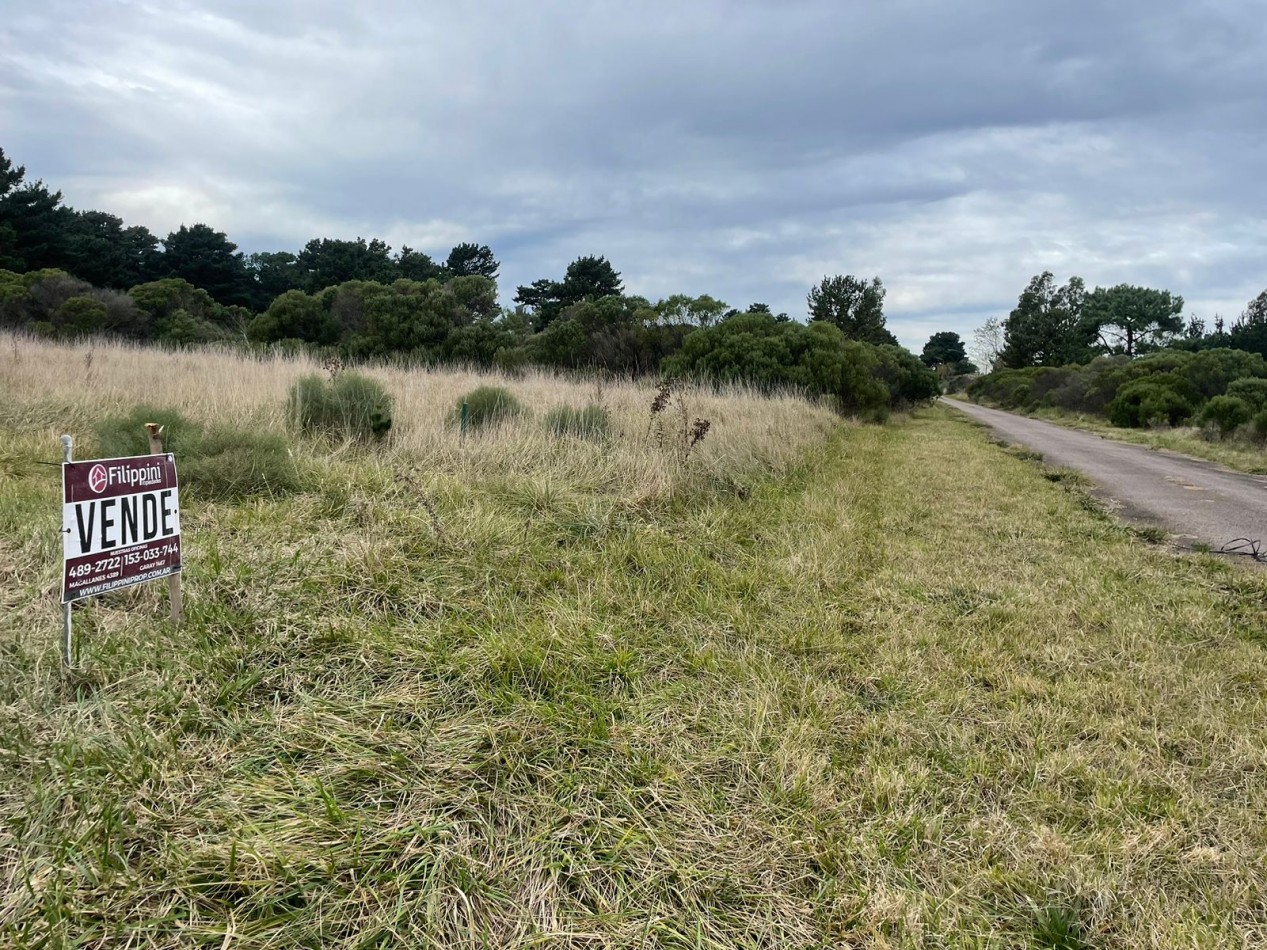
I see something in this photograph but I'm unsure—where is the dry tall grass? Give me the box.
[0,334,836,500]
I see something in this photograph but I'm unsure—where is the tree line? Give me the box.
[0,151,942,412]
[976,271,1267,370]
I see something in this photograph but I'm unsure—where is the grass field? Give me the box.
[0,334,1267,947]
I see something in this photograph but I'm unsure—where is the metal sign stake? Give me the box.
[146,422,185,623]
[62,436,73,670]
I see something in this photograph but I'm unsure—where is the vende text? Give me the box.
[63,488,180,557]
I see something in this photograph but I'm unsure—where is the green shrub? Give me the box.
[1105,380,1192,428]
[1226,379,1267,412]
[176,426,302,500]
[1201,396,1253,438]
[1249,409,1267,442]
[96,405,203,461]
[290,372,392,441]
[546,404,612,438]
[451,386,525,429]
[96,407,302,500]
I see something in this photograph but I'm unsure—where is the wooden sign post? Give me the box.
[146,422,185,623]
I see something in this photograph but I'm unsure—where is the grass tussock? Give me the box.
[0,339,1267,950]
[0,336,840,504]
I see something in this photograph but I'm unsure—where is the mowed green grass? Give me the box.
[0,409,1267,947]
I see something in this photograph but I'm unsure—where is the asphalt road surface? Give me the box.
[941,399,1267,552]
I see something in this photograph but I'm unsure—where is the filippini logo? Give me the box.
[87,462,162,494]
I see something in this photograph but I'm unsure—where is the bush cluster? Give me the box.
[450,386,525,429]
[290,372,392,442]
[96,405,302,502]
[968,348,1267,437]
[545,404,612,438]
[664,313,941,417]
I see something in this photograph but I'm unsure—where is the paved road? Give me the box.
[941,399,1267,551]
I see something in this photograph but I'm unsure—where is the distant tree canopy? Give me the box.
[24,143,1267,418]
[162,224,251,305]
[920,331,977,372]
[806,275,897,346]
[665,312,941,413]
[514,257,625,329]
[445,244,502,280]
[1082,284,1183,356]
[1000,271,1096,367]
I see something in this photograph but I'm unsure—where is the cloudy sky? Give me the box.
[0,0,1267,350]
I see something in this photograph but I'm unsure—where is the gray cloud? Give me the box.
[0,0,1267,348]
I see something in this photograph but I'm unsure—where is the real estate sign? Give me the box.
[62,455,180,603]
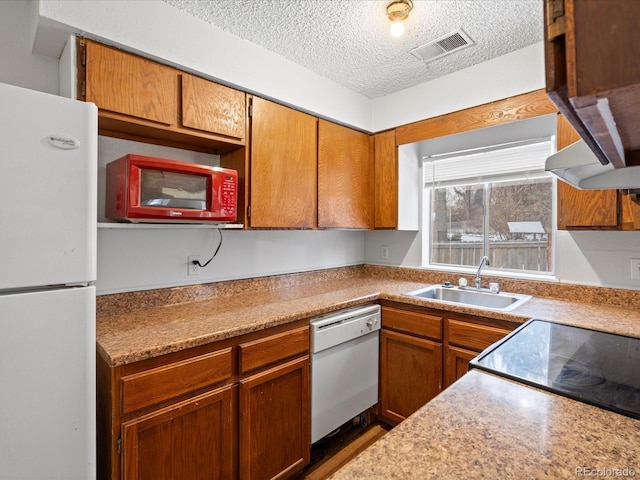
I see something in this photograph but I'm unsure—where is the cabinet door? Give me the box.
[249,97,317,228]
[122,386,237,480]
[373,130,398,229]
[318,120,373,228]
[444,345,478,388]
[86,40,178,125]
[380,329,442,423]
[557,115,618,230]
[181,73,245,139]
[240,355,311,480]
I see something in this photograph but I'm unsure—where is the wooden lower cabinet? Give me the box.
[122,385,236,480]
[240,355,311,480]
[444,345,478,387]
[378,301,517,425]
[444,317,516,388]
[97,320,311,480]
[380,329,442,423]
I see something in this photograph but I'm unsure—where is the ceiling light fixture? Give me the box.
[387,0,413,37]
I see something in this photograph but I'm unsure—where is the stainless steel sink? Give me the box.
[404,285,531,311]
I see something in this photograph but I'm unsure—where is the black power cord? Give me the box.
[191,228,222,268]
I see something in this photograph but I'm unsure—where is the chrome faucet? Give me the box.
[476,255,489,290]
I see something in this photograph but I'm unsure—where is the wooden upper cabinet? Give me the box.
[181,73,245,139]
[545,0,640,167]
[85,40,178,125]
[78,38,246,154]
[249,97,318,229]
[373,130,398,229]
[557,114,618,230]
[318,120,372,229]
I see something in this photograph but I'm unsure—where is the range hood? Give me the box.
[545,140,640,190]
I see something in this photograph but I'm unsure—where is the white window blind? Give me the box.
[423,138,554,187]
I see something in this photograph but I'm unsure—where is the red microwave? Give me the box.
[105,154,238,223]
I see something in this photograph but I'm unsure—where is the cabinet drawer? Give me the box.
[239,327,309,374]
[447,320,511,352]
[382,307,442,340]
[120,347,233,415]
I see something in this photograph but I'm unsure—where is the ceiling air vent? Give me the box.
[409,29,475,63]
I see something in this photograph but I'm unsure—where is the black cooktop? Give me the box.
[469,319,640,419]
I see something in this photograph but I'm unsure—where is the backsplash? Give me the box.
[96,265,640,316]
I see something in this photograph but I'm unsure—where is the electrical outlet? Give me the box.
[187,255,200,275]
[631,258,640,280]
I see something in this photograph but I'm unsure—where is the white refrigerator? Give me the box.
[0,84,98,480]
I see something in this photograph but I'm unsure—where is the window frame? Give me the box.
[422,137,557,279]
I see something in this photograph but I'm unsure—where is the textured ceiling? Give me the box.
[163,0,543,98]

_ _ _ _

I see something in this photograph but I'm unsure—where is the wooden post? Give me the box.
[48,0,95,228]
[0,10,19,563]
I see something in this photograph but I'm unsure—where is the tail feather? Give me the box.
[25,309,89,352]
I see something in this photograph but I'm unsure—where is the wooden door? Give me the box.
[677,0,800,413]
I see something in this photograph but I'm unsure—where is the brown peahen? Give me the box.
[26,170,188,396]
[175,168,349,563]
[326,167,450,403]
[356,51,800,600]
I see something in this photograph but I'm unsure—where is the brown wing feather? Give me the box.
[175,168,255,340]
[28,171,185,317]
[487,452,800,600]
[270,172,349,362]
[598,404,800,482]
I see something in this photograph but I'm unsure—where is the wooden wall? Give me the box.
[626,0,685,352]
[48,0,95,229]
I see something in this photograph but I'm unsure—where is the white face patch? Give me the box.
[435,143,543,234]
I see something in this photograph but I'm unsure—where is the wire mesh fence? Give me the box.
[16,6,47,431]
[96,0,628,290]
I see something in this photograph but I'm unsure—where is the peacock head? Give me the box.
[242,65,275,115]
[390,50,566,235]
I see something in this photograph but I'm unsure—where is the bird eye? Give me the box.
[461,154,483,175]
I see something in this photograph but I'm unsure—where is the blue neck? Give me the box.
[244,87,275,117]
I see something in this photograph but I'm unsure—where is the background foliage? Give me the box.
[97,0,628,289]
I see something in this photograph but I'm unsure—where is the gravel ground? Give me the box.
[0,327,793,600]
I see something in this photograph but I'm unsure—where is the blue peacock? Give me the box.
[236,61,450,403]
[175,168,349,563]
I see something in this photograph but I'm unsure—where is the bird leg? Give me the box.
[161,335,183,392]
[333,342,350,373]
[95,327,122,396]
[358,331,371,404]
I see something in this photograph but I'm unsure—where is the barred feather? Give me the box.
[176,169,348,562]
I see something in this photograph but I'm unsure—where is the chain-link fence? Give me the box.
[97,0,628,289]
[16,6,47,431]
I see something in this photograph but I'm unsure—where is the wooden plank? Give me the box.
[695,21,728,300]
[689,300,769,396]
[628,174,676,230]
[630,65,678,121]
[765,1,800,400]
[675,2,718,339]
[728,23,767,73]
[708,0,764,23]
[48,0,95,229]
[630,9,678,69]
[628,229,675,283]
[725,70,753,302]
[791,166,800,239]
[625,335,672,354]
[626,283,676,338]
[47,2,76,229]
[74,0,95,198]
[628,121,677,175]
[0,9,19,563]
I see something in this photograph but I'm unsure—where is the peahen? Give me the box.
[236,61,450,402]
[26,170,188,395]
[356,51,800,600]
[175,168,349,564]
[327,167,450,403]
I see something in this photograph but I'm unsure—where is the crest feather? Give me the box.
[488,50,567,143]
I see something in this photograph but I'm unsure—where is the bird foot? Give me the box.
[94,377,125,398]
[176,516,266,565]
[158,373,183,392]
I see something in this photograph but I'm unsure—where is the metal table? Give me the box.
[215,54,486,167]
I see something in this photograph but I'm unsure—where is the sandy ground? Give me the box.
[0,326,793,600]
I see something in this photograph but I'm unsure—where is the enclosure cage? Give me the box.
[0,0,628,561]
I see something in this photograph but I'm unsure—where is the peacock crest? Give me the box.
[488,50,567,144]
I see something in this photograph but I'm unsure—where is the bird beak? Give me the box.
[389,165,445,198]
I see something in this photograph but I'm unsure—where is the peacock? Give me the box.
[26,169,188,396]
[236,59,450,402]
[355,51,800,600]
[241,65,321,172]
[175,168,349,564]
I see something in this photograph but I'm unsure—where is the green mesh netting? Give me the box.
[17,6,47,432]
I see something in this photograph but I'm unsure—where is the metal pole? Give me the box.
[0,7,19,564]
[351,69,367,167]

_ _ _ _

SET TASK ▸
Copy the records word for word, starting at the line containing "wooden post? Give me the box." and ending at the line containing "[390,50,566,235]", with both of those lines included.

THE ANSWER ▸
I see something in this photograph but I'm unsure—where is the wooden post? Give me the box.
[48,0,95,228]
[0,10,19,563]
I see something in this photograph but I'm unsure—where is the tail feather? Give me the box.
[25,309,89,352]
I see something in this photograph but I'm unsure—where is the wooden door? Give me the box.
[677,0,800,413]
I see something in this photograph but I'm unsure—where is the brown peahen? Give me the box.
[26,170,188,396]
[175,168,349,563]
[326,167,450,403]
[356,51,800,600]
I see something in this photograph but I'm unsure—where is the brown wing feather? Give me the box.
[175,168,255,340]
[28,171,185,317]
[487,452,800,600]
[270,172,349,362]
[598,404,800,482]
I see something in this photograph but I'm unsure—where is the wooden wall? Give me the box.
[626,0,685,352]
[48,0,95,229]
I see something in this photograph but I'm unsure—where is the white face patch? Give me the box.
[435,143,543,234]
I see something in this photograph but I'm unsure—where is the wire mesh fence? Give me the box.
[16,6,47,431]
[96,0,628,290]
I see something in this photograph but I'm unsure—where is the peacock head? Give me the box.
[242,65,275,115]
[390,50,566,235]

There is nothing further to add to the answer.